• **Выбранный отрывок**:
■ ■ ■ ■ ■

Это то, что я знаю из разговоров с людьми про то, откуда они. Но я им на самом деле не задаю вопросов, потому что, во-первых, сами расскажут, если захотят. Во-вторых, я никого не хочу встревожить. У нас они немного успокаиваются. Иногда люди приезжают просто в чем были, с рюкзаком. В Будапеште можно найти все необходимое — в украинском центре, на вокзалах или кто-то из фейсбука метнется и привезет.
Все войны одинаковы
Я когда-то читала про то, как сирийские беженцы оказываются в Канаде, в каком они психологическом состоянии. Сейчас, когда идет война нового времени и есть более-менее постоянная связь с друзьями и родными, которых ты оставил там, на войне и когда поток информации огромен — вотсап и телега не замолкают. Это еще больше усиливает тревогу, отключиться невозможно. То есть отключиться вообще невозможно, когда война у тебя дома. А когда еще идет бесконечная адская трансляция… В общем, я читала про сирийских беженцев в Канаде и была ошарашена, что все сюжеты, о которых писали тогда медиа, здесь полностью повторяются. Я не знаток войн, но у меня есть ощущение, что войны все одинаковы и сюжеты с этих войн одинаковы.
Женщин предупреждают: будьте осторожны, на границе не садитесь к незнакомым людям в машины, есть секс-траффик, хьюман-трафик, вся эта грязь военного времени. Женщины боятся. Поэтому, когда я к кому-то подхожу на вокзале, я не удивляюсь, если от меня сперва отпрыгивают.

■ ■ ■ ■ ■

• **Содержимое набора данных**:
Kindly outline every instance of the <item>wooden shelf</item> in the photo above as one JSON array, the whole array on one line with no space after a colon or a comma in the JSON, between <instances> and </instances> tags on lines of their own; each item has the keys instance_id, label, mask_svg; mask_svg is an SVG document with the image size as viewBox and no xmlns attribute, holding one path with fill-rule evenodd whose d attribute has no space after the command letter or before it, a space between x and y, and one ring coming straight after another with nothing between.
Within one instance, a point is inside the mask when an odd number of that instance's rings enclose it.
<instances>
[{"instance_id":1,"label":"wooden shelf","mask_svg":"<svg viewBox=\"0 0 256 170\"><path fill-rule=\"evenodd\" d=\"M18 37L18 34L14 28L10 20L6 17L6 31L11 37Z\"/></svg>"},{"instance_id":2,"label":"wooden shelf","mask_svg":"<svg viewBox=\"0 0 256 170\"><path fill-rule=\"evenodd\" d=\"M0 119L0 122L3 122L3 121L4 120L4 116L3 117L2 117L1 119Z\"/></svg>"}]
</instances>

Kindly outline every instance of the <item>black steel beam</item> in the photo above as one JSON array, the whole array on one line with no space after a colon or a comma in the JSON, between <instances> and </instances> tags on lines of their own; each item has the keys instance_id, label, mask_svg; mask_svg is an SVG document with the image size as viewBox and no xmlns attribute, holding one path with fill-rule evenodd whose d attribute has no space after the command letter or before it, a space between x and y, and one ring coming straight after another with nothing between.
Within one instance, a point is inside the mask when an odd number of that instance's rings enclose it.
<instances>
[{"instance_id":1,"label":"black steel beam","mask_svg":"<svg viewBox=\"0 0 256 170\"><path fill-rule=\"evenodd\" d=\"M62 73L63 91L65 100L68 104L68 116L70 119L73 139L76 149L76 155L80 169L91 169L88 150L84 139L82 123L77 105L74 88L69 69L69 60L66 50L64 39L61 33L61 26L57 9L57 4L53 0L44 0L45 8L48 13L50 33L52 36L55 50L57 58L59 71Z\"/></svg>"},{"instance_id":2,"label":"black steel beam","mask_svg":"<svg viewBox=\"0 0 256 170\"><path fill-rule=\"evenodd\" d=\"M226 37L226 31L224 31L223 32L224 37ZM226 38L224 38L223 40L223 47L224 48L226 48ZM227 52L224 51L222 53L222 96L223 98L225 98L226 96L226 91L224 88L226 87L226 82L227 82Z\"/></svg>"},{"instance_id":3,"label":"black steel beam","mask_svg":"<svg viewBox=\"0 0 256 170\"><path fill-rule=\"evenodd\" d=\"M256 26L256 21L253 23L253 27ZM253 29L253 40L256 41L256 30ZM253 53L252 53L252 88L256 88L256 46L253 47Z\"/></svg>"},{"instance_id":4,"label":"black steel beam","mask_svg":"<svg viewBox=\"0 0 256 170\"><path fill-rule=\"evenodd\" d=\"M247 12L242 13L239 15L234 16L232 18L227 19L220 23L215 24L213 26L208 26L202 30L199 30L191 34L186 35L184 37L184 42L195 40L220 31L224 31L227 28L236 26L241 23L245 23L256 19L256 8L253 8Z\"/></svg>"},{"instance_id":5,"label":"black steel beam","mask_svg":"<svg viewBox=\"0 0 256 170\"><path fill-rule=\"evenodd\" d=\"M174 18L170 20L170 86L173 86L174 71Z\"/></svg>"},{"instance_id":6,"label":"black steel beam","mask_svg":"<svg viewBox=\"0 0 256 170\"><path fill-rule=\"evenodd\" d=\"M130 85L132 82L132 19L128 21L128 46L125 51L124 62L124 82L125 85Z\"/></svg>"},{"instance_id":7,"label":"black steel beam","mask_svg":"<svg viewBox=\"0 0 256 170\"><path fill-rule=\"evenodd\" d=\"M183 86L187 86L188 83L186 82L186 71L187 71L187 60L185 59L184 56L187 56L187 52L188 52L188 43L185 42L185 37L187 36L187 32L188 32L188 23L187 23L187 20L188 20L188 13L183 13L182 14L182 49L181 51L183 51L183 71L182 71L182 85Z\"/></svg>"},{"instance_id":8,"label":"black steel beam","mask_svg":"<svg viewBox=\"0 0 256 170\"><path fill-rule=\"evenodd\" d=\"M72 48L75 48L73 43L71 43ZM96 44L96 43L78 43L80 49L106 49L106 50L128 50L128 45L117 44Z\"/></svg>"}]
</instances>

■ ■ ■ ■ ■

• **Ваши задания**:
[1] Объясните по отрывку о беженцах, почему женщины на вокзале иногда сперва отпрыгивают, когда к ним подходят. Ответ должен занимать от одного до трех предложений.
[2] Перепишите дословно из отрывка о беженцах фрагмент от слов «Все войны одинаковы» до слов «этих войн одинаковы.» включительно.

• **Ответы к заданиям**:
[1] Женщин предупреждают, что на границе нельзя садиться в машины к незнакомым людям, потому что существуют секс-траффик и хьюман-трафик. Из-за этого женщины боятся и настороженно реагируют, когда к ним подходит незнакомый человек.

[2]
Все войны одинаковы
Я когда-то читала про то, как сирийские беженцы оказываются в Канаде, в каком они психологическом состоянии. Сейчас, когда идет война нового времени и есть более-менее постоянная связь с друзьями и родными, которых ты оставил там, на войне и когда поток информации огромен — вотсап и телега не замолкают. Это еще больше усиливает тревогу, отключиться невозможно. То есть отключиться вообще невозможно, когда война у тебя дома. А когда еще идет бесконечная адская трансляция… В общем, я читала про сирийских беженцев в Канаде и была ошарашена, что все сюжеты, о которых писали тогда медиа, здесь полностью повторяются. Я не знаток войн, но у меня есть ощущение, что войны все одинаковы и сюжеты с этих войн одинаковы.